What needs to be done :: Please give the data below again in full, exactly as it stands.

*** Records supplied

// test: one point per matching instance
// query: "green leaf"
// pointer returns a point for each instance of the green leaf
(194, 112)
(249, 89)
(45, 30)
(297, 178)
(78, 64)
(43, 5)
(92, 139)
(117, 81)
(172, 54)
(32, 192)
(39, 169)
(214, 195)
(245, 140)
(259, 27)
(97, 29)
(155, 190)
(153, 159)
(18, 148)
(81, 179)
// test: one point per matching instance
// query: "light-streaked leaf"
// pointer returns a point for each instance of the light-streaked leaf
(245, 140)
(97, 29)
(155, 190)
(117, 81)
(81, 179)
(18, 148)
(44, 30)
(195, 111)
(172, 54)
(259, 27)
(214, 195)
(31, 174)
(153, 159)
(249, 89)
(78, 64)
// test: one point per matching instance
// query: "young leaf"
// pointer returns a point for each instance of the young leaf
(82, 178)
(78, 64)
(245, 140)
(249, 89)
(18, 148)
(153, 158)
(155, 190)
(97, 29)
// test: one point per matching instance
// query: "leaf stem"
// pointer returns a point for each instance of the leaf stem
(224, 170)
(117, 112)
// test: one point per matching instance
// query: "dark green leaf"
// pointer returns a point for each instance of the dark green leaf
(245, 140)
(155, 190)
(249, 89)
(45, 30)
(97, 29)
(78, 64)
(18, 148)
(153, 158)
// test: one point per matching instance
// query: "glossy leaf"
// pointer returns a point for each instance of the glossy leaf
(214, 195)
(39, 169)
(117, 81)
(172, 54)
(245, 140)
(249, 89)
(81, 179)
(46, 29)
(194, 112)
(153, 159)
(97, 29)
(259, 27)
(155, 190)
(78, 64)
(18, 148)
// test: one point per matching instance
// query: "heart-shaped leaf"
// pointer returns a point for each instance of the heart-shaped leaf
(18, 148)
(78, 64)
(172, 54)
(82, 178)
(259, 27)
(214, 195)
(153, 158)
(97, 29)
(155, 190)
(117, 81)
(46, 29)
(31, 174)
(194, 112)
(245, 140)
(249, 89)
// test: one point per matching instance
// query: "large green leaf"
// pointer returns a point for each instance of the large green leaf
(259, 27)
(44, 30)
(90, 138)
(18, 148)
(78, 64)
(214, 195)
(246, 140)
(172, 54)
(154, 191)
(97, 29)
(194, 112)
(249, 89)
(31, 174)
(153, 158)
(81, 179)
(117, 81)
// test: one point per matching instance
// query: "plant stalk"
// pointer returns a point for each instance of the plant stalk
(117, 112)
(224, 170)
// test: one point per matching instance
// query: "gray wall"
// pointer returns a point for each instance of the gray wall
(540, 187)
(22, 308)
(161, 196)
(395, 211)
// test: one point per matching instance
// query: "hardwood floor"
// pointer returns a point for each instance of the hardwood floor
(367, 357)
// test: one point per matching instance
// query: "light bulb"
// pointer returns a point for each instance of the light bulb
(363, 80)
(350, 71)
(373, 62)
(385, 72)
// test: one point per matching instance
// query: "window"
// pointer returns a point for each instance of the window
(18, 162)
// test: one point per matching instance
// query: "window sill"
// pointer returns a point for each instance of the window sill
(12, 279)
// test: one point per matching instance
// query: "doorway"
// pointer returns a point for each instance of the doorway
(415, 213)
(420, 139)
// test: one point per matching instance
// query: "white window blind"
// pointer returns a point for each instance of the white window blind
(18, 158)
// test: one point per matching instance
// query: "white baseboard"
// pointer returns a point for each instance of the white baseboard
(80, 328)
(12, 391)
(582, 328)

******

Task result ::
// test: one point per matching instance
// query: "green leaf"
// pointer returns a point for each instance of the green leaf
(194, 112)
(249, 89)
(45, 30)
(297, 178)
(78, 64)
(43, 5)
(92, 139)
(117, 81)
(172, 54)
(32, 192)
(39, 169)
(214, 195)
(245, 140)
(259, 27)
(97, 29)
(155, 190)
(153, 159)
(18, 148)
(81, 179)
// test: one point per matching instance
// query: "light-streaked leaf"
// pointer returns a point for each instance of the light-streaked leaf
(245, 140)
(97, 29)
(155, 190)
(117, 81)
(81, 179)
(18, 148)
(44, 30)
(195, 111)
(172, 54)
(259, 27)
(214, 195)
(31, 174)
(153, 159)
(249, 89)
(78, 64)
// test: one point per matching instance
// query: "young leaf"
// pointer returns a point for each instance of the young leaf
(82, 178)
(78, 64)
(245, 140)
(249, 89)
(18, 148)
(153, 158)
(155, 190)
(97, 29)
// test: one point per matching instance
// query: "leaf stem"
// pointer returns a point for each instance of the leaf stem
(224, 170)
(117, 112)
// test: one point per matching instance
// query: "dark green leaf"
// pointer returns a point for each instance of the dark green leaf
(245, 140)
(155, 190)
(249, 89)
(45, 30)
(97, 29)
(78, 64)
(18, 148)
(153, 158)
// test: one point per matching instance
// query: "glossy leaf"
// pointer returns a point for each instance of the glossy leaf
(214, 195)
(39, 169)
(117, 81)
(172, 54)
(245, 140)
(249, 89)
(81, 179)
(46, 29)
(194, 112)
(153, 159)
(97, 29)
(259, 27)
(155, 190)
(78, 64)
(18, 148)
// test: one point per matching instance
// query: "heart-shaped leaf"
// pointer returns a point for each instance of the heart-shaped leaf
(18, 148)
(78, 64)
(172, 54)
(82, 178)
(259, 27)
(214, 195)
(153, 158)
(97, 29)
(155, 190)
(117, 81)
(46, 29)
(31, 174)
(194, 112)
(245, 140)
(249, 89)
// test: one point per matching instance
// query: "large green leaf"
// pointer returns a point for each instance of the large green leaf
(259, 27)
(44, 30)
(90, 138)
(18, 148)
(78, 64)
(214, 195)
(246, 140)
(172, 54)
(154, 191)
(97, 29)
(194, 112)
(249, 89)
(31, 174)
(153, 158)
(81, 179)
(117, 81)
// test: one point per matching instance
// query: "plant stalk"
// pointer returns a point for each instance of the plant stalk
(117, 112)
(224, 170)
// test: one point per matching instance
// query: "gray wall"
// pointer returns a point for each instance of the gray wall
(540, 187)
(22, 308)
(161, 196)
(395, 211)
// test: one point per matching instance
// query: "hardwood floor"
// pointer returns a point for each instance of the hardwood floor
(367, 357)
// test: one point per matching instance
// query: "light bulb"
// pointer returns a point for each instance of the light bulb
(363, 80)
(350, 71)
(373, 62)
(385, 72)
// test: one point per matching instance
// query: "window"
// pointer returns a point for each instance of the window
(18, 162)
// test: one point per matching instance
// query: "window sill"
// pointer returns a point for each instance of the window sill
(12, 279)
// test: one point per matching instance
// query: "doorway"
// pointer returns a point for each instance of the doorway
(415, 213)
(420, 139)
// test: one point per matching instance
// query: "white window blind"
// pointer returns a point for each instance of the white window blind
(18, 158)
// test: one point per matching instance
// query: "white baseboard"
// pointer returns a point for each instance of the white baseboard
(80, 328)
(12, 391)
(582, 328)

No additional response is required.